── THE RECORDS

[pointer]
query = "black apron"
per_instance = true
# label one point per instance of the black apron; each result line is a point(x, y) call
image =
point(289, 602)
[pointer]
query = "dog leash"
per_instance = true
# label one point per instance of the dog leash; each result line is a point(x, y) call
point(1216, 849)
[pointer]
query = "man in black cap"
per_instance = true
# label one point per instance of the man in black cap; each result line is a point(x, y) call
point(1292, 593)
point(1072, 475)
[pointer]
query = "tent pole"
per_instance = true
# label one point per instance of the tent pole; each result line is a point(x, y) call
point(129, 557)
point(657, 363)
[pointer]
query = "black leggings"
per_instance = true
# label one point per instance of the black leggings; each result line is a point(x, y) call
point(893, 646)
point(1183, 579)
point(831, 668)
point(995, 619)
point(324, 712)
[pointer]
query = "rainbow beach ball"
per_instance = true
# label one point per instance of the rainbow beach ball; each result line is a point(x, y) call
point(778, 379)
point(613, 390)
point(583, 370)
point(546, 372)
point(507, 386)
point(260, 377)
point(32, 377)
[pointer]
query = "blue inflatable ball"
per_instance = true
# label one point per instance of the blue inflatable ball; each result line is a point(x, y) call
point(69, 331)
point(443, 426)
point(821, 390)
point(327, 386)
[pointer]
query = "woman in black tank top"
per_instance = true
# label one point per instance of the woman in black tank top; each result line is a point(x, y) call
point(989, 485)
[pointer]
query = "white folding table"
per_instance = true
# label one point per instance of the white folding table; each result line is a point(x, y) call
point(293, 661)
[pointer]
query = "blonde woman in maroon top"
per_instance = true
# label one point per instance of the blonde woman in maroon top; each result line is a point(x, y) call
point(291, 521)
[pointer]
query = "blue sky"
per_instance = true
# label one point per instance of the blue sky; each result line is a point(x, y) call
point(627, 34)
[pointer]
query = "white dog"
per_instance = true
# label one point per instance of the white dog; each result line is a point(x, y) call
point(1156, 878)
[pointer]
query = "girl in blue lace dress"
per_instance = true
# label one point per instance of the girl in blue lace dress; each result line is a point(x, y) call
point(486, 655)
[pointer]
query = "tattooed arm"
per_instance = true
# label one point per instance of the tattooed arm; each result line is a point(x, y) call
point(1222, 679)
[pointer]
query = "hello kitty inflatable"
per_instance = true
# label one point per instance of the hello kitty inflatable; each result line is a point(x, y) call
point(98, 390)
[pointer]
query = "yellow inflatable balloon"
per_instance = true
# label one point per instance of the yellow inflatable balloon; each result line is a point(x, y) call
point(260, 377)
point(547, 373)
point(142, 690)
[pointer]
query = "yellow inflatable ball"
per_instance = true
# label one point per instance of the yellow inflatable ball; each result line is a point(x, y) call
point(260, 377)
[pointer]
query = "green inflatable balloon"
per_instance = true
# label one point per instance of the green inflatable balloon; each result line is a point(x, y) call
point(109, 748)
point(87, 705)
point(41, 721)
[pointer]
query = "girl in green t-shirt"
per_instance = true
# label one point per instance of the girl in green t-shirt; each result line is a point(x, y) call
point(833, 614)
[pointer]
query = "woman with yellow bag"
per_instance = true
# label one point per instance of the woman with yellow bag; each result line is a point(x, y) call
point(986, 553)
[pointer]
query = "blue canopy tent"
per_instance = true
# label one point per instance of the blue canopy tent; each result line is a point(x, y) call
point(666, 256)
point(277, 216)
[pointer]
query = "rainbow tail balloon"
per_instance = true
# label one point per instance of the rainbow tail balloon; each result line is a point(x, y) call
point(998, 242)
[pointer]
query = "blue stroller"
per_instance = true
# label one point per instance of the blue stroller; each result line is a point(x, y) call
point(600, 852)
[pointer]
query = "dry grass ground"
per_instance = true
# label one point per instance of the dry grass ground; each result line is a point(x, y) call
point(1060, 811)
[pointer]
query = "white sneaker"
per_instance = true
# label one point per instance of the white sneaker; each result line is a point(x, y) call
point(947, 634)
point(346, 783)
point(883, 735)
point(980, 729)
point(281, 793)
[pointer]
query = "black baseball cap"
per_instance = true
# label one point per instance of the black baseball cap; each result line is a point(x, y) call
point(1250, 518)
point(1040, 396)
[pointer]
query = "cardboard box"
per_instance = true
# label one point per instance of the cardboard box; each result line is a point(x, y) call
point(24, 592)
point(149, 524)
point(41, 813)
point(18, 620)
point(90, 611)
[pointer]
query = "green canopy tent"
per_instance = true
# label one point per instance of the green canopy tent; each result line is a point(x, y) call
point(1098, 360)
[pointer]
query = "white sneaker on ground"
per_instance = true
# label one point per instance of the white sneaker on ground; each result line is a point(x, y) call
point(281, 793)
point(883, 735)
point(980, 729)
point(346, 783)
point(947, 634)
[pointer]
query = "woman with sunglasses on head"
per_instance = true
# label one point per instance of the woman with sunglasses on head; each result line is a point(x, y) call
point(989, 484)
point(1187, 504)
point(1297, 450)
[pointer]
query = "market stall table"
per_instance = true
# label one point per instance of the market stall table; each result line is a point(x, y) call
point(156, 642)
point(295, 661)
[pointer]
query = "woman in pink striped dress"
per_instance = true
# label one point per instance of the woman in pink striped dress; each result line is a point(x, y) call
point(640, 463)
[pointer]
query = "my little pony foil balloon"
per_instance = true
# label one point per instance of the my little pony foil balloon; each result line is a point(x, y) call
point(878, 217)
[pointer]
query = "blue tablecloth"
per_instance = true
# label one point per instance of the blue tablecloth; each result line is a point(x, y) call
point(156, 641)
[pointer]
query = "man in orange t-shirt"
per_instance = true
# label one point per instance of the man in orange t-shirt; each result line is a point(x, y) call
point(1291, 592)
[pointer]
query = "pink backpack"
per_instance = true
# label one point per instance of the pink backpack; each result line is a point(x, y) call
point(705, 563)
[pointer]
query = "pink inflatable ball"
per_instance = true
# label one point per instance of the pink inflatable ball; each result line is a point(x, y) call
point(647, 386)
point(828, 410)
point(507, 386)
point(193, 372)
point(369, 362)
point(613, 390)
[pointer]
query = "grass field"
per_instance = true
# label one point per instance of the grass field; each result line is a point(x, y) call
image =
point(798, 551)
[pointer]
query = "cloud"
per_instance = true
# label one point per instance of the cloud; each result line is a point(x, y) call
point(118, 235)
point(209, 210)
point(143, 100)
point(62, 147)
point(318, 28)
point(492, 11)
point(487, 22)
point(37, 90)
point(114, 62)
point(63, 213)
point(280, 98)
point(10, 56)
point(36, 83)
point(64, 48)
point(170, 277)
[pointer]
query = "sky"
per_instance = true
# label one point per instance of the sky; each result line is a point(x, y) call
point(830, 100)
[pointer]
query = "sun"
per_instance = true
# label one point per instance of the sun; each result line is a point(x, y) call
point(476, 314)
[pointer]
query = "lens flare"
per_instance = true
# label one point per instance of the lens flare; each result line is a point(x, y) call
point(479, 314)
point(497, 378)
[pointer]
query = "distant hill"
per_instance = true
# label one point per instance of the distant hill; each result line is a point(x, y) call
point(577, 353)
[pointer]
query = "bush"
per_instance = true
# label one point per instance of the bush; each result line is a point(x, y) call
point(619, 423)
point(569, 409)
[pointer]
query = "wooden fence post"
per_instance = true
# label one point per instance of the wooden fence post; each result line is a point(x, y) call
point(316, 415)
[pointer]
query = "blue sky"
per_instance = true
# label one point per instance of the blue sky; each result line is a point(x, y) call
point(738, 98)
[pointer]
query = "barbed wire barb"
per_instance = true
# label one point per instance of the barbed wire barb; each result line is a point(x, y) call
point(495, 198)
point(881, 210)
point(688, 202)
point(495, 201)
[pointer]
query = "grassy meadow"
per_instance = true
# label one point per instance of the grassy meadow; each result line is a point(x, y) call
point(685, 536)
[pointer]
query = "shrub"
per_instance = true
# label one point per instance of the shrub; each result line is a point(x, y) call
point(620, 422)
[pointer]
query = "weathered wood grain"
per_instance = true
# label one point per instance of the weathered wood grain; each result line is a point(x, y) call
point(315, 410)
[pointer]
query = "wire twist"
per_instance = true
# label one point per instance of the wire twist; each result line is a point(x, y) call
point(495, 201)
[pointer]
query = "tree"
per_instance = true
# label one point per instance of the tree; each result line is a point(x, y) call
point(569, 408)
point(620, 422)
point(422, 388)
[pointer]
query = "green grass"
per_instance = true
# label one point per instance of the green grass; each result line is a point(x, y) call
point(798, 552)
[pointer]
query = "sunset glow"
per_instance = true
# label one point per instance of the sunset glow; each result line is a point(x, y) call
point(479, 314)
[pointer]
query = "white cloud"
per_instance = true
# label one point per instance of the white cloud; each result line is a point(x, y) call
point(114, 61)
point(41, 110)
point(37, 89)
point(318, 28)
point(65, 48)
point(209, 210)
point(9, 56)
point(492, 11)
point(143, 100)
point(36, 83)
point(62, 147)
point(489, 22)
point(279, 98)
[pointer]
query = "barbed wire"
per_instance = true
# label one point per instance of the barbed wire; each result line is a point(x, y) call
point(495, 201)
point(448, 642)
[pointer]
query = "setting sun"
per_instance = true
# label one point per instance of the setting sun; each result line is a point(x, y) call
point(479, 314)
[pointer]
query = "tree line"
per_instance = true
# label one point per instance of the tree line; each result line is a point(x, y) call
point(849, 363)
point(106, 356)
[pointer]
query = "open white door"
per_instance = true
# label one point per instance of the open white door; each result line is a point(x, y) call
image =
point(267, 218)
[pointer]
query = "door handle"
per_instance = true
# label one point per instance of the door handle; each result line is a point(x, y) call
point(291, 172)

────

● **WRITTEN REQUEST**
Put the records, from their first line to the line with "point(1216, 849)" (both included), into a Markdown table with the columns Number and Text. Give each line its own numbered row and leave out blank lines.

● **RESULT OF THIS TASK**
| Number | Text |
|---|---|
| 1 | [pointer] |
| 2 | query = "black apron" |
| 3 | per_instance = true |
| 4 | # label one point per instance of the black apron; each result line is a point(x, y) call |
| 5 | image = |
| 6 | point(289, 602) |
| 7 | [pointer] |
| 8 | query = "dog leash" |
| 9 | per_instance = true |
| 10 | # label one point per instance of the dog leash; each result line is a point(x, y) call |
| 11 | point(1216, 849) |